- **Problem details**:
Your copy of the material must match it exactly, except that pictures are dropped.
BEGIN Available records
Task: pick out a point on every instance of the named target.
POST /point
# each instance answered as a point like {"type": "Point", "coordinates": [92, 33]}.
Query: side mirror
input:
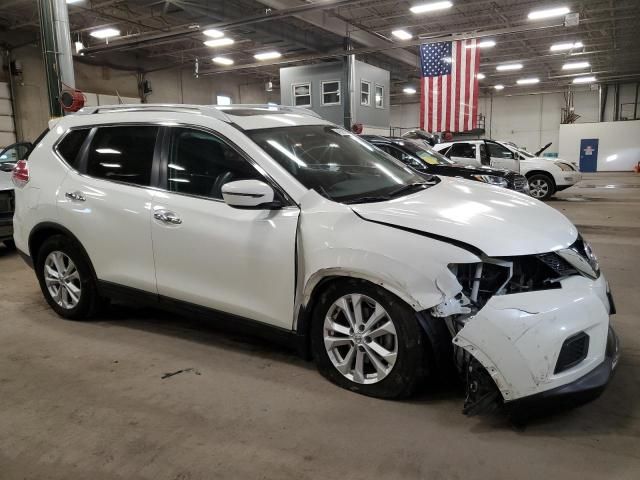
{"type": "Point", "coordinates": [249, 194]}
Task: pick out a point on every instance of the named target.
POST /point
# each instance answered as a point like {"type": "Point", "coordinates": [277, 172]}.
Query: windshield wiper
{"type": "Point", "coordinates": [408, 188]}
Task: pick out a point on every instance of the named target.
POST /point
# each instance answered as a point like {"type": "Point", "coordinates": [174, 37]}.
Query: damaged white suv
{"type": "Point", "coordinates": [271, 216]}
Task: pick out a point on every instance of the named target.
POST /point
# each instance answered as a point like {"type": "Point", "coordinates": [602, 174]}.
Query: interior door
{"type": "Point", "coordinates": [107, 206]}
{"type": "Point", "coordinates": [210, 254]}
{"type": "Point", "coordinates": [502, 157]}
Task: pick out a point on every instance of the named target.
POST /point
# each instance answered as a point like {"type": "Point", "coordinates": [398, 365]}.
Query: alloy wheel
{"type": "Point", "coordinates": [538, 188]}
{"type": "Point", "coordinates": [360, 339]}
{"type": "Point", "coordinates": [62, 279]}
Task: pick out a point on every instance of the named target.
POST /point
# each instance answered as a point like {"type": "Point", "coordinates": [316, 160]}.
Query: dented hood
{"type": "Point", "coordinates": [497, 221]}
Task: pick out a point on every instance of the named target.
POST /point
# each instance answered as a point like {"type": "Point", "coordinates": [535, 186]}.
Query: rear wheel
{"type": "Point", "coordinates": [66, 279]}
{"type": "Point", "coordinates": [541, 186]}
{"type": "Point", "coordinates": [367, 340]}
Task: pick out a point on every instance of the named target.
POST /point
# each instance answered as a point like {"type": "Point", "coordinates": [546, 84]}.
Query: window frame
{"type": "Point", "coordinates": [382, 102]}
{"type": "Point", "coordinates": [323, 93]}
{"type": "Point", "coordinates": [294, 96]}
{"type": "Point", "coordinates": [368, 103]}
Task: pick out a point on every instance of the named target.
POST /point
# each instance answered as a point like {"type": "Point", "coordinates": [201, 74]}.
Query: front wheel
END Available records
- **Exercise response**:
Task: pick out a point on every instance of the named target.
POST /point
# each instance answered as a point like {"type": "Point", "coordinates": [92, 33]}.
Query: side mirror
input:
{"type": "Point", "coordinates": [249, 194]}
Task: pick out a point on every instance of the named target.
POST /point
# each instance answered as a point like {"type": "Point", "coordinates": [277, 172]}.
Query: windshield wiper
{"type": "Point", "coordinates": [408, 188]}
Task: pick out a point on every instance of the named target.
POST /point
# each instance answered as a point like {"type": "Point", "coordinates": [174, 37]}.
Query: damaged white suv
{"type": "Point", "coordinates": [271, 216]}
Task: pick out a point on every instance of the named target.
POST /point
# each instance answered as a point like {"type": "Point", "coordinates": [602, 174]}.
Query: interior door
{"type": "Point", "coordinates": [107, 206]}
{"type": "Point", "coordinates": [210, 254]}
{"type": "Point", "coordinates": [502, 157]}
Task: pick out a point on every instance of the named target.
POST /point
# each instance answered as a point like {"type": "Point", "coordinates": [398, 365]}.
Query: alloy wheel
{"type": "Point", "coordinates": [538, 188]}
{"type": "Point", "coordinates": [360, 339]}
{"type": "Point", "coordinates": [62, 279]}
Task: pick out a point on every instance of the named target.
POST /point
# each instance answered as a point like {"type": "Point", "coordinates": [316, 160]}.
Query: dented hood
{"type": "Point", "coordinates": [497, 221]}
Task: pick out a point on every instance of the named target.
POST /point
# each instance answered as a point like {"type": "Point", "coordinates": [535, 186]}.
Query: rear wheel
{"type": "Point", "coordinates": [66, 279]}
{"type": "Point", "coordinates": [541, 186]}
{"type": "Point", "coordinates": [367, 340]}
Task: pick out a point on every instance of the named target.
POST /point
# each instance answered as a point like {"type": "Point", "coordinates": [546, 84]}.
Query: window frame
{"type": "Point", "coordinates": [382, 102]}
{"type": "Point", "coordinates": [323, 93]}
{"type": "Point", "coordinates": [294, 96]}
{"type": "Point", "coordinates": [368, 103]}
Task: pick out a point on every instance of the named target.
POST /point
# each instance answered as a point like {"type": "Point", "coordinates": [201, 74]}.
Query: front wheel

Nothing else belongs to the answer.